▶ [Selected excerpt]

--- START ---

# Hunt and Field Training Plans for the Week of May 27-June 2



## hotel4dogs (Sep 29, 2008)

Holy Schmoly, June already!!!

What's in the plans for this week? Anney, when are your hunt tests? Are you running Fisher, too, or just Slater?

We are at Dan's on Thursday this week, if he's back from the Grand in time. We're going every-other-week right now, only because life is interfering in my training plans. 

Other than that, I doubt we'll train at all this week. Supposed to be close to 100 degrees here tomorrow and Monday, and I'm tied up all day Tuesday and Wednesday. This poor dog.


----------



## sterregold (Dec 9, 2009)

BONNIE SWAM BY TODAY!!!!! Lightbulb moment for the Bon-bon!

Then we went to another big piece of water to do some work for her mom. Breeze got two big shoreline-past a point blinds (she did the 145 yard one with one whistle!!!!) and then I set up some marks. Bonnie ran the left mark as a single--she stayed in the water--she just seems to really be honest, and the ran the right and centre marks as a doulbe. Wham bam, no problem, ma'am! 

Got Breeze back out and threw the triple from right to left, so that to get the go bird she had a cheaty swim under the arc of the middle bird. She then picked up the middle bird (she was so amped she wanted to spit the go bird out and go) and then the right bird up on the shore. Then she did the channel blind under the arc of the last mark.

--- END ---

▶ [Information supplied]
--- START ---

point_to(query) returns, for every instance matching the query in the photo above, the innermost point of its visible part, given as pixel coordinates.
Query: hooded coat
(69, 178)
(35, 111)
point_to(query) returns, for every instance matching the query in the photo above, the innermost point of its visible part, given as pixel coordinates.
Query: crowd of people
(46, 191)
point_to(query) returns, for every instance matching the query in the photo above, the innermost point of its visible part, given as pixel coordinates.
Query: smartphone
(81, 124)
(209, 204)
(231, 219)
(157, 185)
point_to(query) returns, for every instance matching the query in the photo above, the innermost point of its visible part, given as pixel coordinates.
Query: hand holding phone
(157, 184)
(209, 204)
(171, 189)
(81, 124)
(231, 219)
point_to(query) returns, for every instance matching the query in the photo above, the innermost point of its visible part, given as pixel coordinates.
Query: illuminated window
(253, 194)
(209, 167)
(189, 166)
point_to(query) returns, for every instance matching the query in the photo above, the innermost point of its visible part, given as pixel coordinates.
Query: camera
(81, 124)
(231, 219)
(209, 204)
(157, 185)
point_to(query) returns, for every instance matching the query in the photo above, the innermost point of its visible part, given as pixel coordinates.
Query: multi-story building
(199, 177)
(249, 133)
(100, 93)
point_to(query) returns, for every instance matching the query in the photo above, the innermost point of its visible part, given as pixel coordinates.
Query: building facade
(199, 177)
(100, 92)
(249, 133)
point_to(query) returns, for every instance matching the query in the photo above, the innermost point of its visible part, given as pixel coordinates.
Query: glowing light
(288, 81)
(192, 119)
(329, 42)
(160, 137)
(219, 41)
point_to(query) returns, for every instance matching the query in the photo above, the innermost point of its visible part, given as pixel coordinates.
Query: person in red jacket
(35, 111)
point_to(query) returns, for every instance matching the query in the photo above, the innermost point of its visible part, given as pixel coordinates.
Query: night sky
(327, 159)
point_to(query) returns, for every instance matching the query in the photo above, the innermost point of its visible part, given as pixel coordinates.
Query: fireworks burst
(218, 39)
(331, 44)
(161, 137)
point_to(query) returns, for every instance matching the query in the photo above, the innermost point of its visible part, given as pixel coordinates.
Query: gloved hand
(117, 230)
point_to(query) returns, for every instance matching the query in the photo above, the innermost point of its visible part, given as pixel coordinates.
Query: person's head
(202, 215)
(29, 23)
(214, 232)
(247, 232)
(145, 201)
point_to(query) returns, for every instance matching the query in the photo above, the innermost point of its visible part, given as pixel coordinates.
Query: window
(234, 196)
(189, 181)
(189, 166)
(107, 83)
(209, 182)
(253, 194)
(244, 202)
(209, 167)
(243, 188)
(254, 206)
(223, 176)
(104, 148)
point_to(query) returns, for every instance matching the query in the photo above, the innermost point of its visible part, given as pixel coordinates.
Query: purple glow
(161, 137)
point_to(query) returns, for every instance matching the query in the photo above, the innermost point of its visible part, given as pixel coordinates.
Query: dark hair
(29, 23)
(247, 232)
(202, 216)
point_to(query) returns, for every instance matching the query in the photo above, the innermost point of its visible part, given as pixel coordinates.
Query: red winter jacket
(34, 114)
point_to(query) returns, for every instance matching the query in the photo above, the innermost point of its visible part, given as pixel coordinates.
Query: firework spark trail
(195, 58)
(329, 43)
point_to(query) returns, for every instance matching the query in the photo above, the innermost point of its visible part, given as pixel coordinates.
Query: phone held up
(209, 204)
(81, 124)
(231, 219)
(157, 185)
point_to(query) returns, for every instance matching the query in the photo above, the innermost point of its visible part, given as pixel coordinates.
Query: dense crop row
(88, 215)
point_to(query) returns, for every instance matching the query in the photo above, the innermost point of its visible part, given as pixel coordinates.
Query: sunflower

--- END ---
--- START ---

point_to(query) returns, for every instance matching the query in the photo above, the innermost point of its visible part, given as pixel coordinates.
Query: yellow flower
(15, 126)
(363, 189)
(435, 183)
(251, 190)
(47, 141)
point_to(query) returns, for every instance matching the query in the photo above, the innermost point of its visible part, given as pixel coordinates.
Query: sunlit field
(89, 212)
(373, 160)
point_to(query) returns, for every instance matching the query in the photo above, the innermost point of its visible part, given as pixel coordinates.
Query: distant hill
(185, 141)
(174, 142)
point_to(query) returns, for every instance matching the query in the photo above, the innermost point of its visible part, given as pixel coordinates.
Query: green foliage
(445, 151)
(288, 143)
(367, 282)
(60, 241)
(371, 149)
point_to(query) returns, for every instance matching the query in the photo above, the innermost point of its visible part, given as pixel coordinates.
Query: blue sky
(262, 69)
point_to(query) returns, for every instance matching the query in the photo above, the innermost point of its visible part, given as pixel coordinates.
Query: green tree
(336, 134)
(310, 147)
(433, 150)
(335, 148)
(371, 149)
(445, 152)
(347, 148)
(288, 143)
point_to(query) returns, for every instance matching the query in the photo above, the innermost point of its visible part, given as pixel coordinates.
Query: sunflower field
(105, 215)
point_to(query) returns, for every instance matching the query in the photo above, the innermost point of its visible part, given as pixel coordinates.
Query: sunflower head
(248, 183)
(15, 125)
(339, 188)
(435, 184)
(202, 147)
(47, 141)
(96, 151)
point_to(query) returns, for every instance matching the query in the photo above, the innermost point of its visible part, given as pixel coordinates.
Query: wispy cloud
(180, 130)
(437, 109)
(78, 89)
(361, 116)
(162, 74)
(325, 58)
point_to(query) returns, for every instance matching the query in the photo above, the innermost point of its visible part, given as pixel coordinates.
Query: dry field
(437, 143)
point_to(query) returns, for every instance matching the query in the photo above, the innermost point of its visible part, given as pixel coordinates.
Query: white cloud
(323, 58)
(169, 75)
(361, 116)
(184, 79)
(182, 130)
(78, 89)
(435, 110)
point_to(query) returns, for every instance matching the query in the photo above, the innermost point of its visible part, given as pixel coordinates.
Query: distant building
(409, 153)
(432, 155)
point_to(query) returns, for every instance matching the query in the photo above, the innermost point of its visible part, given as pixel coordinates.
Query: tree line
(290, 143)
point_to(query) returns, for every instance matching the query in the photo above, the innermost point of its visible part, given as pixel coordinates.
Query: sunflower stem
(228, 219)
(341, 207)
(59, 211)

--- END ---

▶ [Brief 1] Copy the training-plans thread from "Other than that, I" to "for the Bon-bon!", swapping "100 degrees" for "95 degrees".
▶ [Brief 2]
Answer these from the training-plans thread:
(a) On what day of the week is the visit to Dan's planned?
(b) How many yards long was the blind that Breeze did with one whistle?
(c) Which mark did Bonnie run as a single?

▶ [Solution 1]
Other than that, I doubt we'll train at all this week. Supposed to be close to 95 degrees here tomorrow and Monday, and I'm tied up all day Tuesday and Wednesday. This poor dog.


----------



## sterregold (Dec 9, 2009)

BONNIE SWAM BY TODAY!!!!! Lightbulb moment for the Bon-bon!

▶ [Solution 2]
(a) Thursday
(b) 145 yards
(c) The left mark